Exercise directions >>
Will you print the material below without altering a single character?

Point annotation records
=======

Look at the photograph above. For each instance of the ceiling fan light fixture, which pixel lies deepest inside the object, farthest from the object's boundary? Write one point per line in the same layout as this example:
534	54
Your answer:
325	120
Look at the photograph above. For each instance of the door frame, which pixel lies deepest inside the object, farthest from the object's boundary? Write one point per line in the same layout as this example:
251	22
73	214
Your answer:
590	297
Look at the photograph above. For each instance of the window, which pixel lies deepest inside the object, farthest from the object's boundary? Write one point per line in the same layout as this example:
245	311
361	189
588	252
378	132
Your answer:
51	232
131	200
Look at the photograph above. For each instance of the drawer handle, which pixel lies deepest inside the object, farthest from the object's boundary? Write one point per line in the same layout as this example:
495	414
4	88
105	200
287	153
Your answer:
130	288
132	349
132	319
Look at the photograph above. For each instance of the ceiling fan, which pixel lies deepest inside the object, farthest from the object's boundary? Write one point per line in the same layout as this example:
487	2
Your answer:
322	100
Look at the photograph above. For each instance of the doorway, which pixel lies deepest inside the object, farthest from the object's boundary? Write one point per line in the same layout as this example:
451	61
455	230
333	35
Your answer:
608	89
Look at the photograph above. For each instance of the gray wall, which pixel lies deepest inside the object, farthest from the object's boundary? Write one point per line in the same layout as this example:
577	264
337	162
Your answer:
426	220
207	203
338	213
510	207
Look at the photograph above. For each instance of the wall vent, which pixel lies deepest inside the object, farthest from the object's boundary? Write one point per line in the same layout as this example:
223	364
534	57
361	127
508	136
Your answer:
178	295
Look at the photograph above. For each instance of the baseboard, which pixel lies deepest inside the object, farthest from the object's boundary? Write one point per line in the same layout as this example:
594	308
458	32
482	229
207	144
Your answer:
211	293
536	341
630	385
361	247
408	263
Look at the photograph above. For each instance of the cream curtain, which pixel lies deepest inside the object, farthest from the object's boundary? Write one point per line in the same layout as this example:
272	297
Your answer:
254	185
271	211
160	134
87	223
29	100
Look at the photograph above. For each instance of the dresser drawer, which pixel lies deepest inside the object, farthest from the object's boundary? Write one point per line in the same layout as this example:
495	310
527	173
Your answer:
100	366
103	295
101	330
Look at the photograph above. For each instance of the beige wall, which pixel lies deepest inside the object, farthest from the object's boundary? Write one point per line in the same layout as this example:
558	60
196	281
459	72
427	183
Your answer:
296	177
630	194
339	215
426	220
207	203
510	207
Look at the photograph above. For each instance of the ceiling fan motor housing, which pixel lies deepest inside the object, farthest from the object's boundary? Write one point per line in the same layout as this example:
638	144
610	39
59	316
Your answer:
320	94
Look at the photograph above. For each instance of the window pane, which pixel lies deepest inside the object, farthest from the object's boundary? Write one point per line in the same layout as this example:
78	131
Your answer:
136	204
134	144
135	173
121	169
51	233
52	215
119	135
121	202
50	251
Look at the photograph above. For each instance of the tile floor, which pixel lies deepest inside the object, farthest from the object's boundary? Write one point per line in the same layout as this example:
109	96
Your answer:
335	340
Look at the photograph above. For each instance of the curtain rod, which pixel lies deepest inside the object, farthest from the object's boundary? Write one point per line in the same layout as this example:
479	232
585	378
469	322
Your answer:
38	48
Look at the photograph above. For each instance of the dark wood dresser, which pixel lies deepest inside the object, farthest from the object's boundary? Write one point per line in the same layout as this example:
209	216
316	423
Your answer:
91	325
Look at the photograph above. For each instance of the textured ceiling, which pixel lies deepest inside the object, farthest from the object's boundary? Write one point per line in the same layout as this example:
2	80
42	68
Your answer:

=======

Expected answer >>
Look at the photograph above. For each instance of the ceiling fan light fixture, which pixel lies deepest inside the object, farthest from the object's boundary? Write one point per line in the same layout as this example:
534	54
Your answer:
325	120
Look at the photograph above. For each instance of the door frame, which pixel lies deepest inside the object, farthest from the object's boundary? Write one point per line in the same layout as this example:
251	22
73	214
Your answer:
590	297
Look at the photograph above. For each instance of the window, which pixel lies deepest inside the object, farthest from the object's boundary? Write one point per line in the same layout as this example:
245	311
361	189
588	252
378	132
Your answer:
51	232
131	200
Look at the photograph above. For each instance of the drawer handle, which pixel lies deepest inside the object, farthest from the object's boundary? Write one point per line in the same layout as this example:
495	414
4	88
105	200
287	153
Your answer:
130	288
132	349
132	319
Look at the photograph above. For each instance of the ceiling fan, which pixel lies deepest inside the object, farthest from the object's boundary? Write one point per line in the same layout as this example:
487	2
Your answer:
322	100
Look at the photograph above. For each instance of the doorway, which pixel lies deepest inside the object, farthest from the object's boundary? Write one point per line in the same layout as this example:
451	61
455	230
333	35
Your answer:
608	89
Look at the photograph above. For each instance of the gray wall, which pixel lies deepest inside the object, farthest from the object's boundary? Write one point per line in the same layout as this example:
577	264
337	162
Your answer:
426	220
207	203
338	213
510	207
Look at the photograph above. For each instance of the wall vent, which pixel lies deepest inside the object, farthest from the object's boundary? Write one point per line in the same layout as this example:
223	364
534	57
361	127
508	136
Your answer:
178	295
Look at the photograph above. For each instance of the baseboard, which pixel lies deepest inside the object, farthest from the object's boundary? Write one point per line in the same layout as this example:
594	308
458	32
482	229
207	144
Your answer:
211	293
536	341
630	385
361	247
408	263
Look at the photograph above. For each instance of the cream curtain, which pixel lies deepest inside the object, farthest from the object's boundary? Write one point per line in the same layout as this example:
272	297
Your answer:
254	185
271	211
160	134
87	223
29	100
Look at the photograph above. For each instance of the dresser drawer, which pixel lies deepest inside the object, farthest from the object's boundary? Write one point per line in the same layout as this example:
495	310
527	173
Your answer:
100	366
103	295
101	330
Look at the photograph above. For each instance of the beige wall, which pixel lies deepest inside the object, farthest from the object's boundary? Write one point per line in the same layout as this example:
558	60
196	281
459	72
427	183
Your answer:
296	177
630	194
339	215
426	220
207	203
510	207
Look at the photograph above. For each instance of the ceiling fan motor housing, which pixel lies deepest inside the object, farthest from the object's boundary? Write one point per line in the same layout as this example:
638	144
610	39
59	316
Your answer:
320	94
Look at the photograph above. For each instance of the window pane, which pixel lies deepest inside the object, farthest from the object's boundary? Write one point per line in the same layout as this example:
78	131
Your answer:
136	204
134	144
135	173
121	169
51	233
52	215
119	135
121	202
50	251
Look at the photograph above. For each instance of the tile floor, which pixel lies deepest inside the object, farthest from the object's boundary? Write one point per line in the same layout as this example:
109	96
Your answer:
335	340
Look at the photograph above. For each instance of the curtain rod, which pixel lies deepest inside the object, farthest from the object's boundary? Write one point per line in the same layout as this example:
479	232
585	378
469	322
Your answer:
38	48
Look at the photograph above. For each instance of the dark wood dresser, which pixel lies deepest inside the object, farthest from the object's boundary? Write one point per line in the same layout as this example:
209	216
316	423
Your answer:
91	325
Look at the photograph above. For each instance of the textured ceiling, which pixel lies deepest inside the object, farthest from the object's boundary? Write one point per line in the same layout as this example:
2	80
42	68
Your answer:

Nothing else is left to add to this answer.